Senza dubbio il numero uno ieri, oggi e domani. Ma non come Buffon (a mio parere).


----------



## danyaj87 (21 Luglio 2014)

Il suo modo di fare il portiere ricorda quello dell'Olanda del calcio totale, solo che lui rende al massimo, la difesa può stare altissima, eventuali lanci Lu ghiaccio lo fanno agire come se fosse un libero aggiunto, fa il 5 di difesa, con una tempistica di uscita per nulla invidiabile a certi difensori, capite bene che la difesa alta permette il pressing non Vs gli attaccanti ma ai centrocampisti, coni centrocampisti che attaccano i difensori, poi la sua grande capacità di trattenere e mangiarsi i palloni è una cosa disarmante, per dire l'uscita in finale contro l'Argentina verso Palacio mi pare, quando on gli fa il sombrero con la mano e poi la recupera, beh li sono quasi venuto, perché ha fatto una cosa difficile con una tale nonchalance che boy non so che dire


----------



## Jino (21 Luglio 2014)

..............................

SCOPO DELL'ESERCIZIO: Estrai dal testo estratto il tratto che va da "Il suo modo" fino a "Jino (21 Luglio 2014)", riportandolo parola per parola.

DATI FORNITI:
..............................

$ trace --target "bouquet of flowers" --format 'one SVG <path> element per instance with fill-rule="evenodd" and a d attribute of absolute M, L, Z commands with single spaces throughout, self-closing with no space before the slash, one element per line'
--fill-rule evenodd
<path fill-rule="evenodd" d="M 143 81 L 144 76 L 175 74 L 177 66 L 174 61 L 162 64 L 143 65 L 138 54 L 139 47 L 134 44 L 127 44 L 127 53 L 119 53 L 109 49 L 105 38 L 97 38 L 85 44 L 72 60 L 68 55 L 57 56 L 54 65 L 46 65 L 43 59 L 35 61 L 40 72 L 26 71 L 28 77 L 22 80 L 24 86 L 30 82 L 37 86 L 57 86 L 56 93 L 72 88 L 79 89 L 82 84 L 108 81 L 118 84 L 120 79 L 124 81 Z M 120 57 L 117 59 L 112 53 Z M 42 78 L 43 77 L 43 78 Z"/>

..............................

RISULTATO DELL'ESERCIZIO:
Il suo modo di fare il portiere ricorda quello dell'Olanda del calcio totale, solo che lui rende al massimo, la difesa può stare altissima, eventuali lanci Lu ghiaccio lo fanno agire come se fosse un libero aggiunto, fa il 5 di difesa, con una tempistica di uscita per nulla invidiabile a certi difensori, capite bene che la difesa alta permette il pressing non Vs gli attaccanti ma ai centrocampisti, coni centrocampisti che attaccano i difensori, poi la sua grande capacità di trattenere e mangiarsi i palloni è una cosa disarmante, per dire l'uscita in finale contro l'Argentina verso Palacio mi pare, quando on gli fa il sombrero con la mano e poi la recupera, beh li sono quasi venuto, perché ha fatto una cosa difficile con una tale nonchalance che boy non so che dire


----------



## Jino (21 Luglio 2014)